**Directions for this task**
Repeat the records below in their entirety, exactly.

**Exercise data**
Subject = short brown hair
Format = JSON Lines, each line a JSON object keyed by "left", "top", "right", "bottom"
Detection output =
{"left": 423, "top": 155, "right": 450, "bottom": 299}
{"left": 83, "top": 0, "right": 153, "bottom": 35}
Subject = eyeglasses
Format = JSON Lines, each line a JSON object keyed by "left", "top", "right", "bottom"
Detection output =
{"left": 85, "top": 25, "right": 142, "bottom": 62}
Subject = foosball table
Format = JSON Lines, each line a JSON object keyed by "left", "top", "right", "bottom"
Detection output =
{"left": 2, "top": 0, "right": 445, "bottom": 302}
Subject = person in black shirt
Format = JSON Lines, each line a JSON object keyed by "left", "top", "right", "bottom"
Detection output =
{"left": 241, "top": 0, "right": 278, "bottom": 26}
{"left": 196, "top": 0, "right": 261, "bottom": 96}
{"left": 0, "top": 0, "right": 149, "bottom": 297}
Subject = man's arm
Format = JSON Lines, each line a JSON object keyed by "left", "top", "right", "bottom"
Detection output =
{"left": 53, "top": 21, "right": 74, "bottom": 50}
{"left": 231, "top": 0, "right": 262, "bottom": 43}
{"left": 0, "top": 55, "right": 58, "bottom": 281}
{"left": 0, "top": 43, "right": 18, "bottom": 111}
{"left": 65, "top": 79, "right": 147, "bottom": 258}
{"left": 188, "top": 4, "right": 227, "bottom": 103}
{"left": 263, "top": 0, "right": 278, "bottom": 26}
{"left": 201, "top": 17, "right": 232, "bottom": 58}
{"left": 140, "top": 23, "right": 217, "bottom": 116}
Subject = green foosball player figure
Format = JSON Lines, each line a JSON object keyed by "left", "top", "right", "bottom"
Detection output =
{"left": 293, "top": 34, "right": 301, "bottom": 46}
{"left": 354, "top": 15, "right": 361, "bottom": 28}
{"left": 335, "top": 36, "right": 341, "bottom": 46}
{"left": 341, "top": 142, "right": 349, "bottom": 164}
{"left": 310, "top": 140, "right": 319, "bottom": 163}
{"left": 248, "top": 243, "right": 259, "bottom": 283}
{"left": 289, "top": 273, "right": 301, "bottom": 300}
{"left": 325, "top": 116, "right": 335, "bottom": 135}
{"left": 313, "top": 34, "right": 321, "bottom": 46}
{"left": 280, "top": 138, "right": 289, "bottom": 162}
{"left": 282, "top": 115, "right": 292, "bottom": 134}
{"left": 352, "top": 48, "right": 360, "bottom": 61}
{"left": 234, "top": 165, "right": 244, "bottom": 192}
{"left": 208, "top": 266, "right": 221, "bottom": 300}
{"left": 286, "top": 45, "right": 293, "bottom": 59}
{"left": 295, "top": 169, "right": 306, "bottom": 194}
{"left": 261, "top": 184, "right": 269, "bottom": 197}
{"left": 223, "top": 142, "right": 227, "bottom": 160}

**Written answer**
Subject = short brown hair
Format = JSON Lines, each line a JSON object keyed by "left", "top", "right", "bottom"
Detection output =
{"left": 423, "top": 155, "right": 450, "bottom": 299}
{"left": 83, "top": 0, "right": 153, "bottom": 35}
Subject = eyeglasses
Format = JSON Lines, each line a JSON object keyed by "left", "top", "right", "bottom"
Detection output =
{"left": 85, "top": 25, "right": 142, "bottom": 62}
Subject = foosball table
Format = JSON Lines, each line a JSON object keyed by "left", "top", "right", "bottom"
Detection output =
{"left": 2, "top": 0, "right": 445, "bottom": 302}
Subject = person in black shirt
Format = JSON Lines, each line a JSON object keyed by "left", "top", "right", "bottom"
Detection output =
{"left": 241, "top": 0, "right": 278, "bottom": 26}
{"left": 196, "top": 0, "right": 261, "bottom": 96}
{"left": 0, "top": 0, "right": 149, "bottom": 297}
Subject = man's arm
Format = JSON Lines, each line a JSON object keyed by "left", "top", "right", "bottom"
Detection output =
{"left": 53, "top": 21, "right": 74, "bottom": 50}
{"left": 231, "top": 0, "right": 262, "bottom": 43}
{"left": 0, "top": 55, "right": 58, "bottom": 281}
{"left": 0, "top": 43, "right": 18, "bottom": 111}
{"left": 65, "top": 79, "right": 147, "bottom": 258}
{"left": 188, "top": 4, "right": 227, "bottom": 103}
{"left": 263, "top": 0, "right": 278, "bottom": 26}
{"left": 201, "top": 17, "right": 232, "bottom": 58}
{"left": 140, "top": 23, "right": 217, "bottom": 116}
Subject = green foosball player figure
Format = JSON Lines, each line a JSON object keyed by "left", "top", "right", "bottom"
Detection output =
{"left": 293, "top": 34, "right": 301, "bottom": 46}
{"left": 354, "top": 15, "right": 361, "bottom": 28}
{"left": 335, "top": 36, "right": 341, "bottom": 46}
{"left": 341, "top": 142, "right": 349, "bottom": 164}
{"left": 310, "top": 140, "right": 319, "bottom": 163}
{"left": 248, "top": 243, "right": 259, "bottom": 283}
{"left": 289, "top": 273, "right": 301, "bottom": 300}
{"left": 325, "top": 116, "right": 335, "bottom": 135}
{"left": 313, "top": 34, "right": 321, "bottom": 46}
{"left": 280, "top": 138, "right": 289, "bottom": 162}
{"left": 282, "top": 115, "right": 292, "bottom": 134}
{"left": 352, "top": 48, "right": 360, "bottom": 61}
{"left": 234, "top": 165, "right": 244, "bottom": 192}
{"left": 208, "top": 266, "right": 221, "bottom": 300}
{"left": 286, "top": 45, "right": 293, "bottom": 59}
{"left": 295, "top": 169, "right": 306, "bottom": 194}
{"left": 261, "top": 184, "right": 269, "bottom": 197}
{"left": 223, "top": 142, "right": 227, "bottom": 160}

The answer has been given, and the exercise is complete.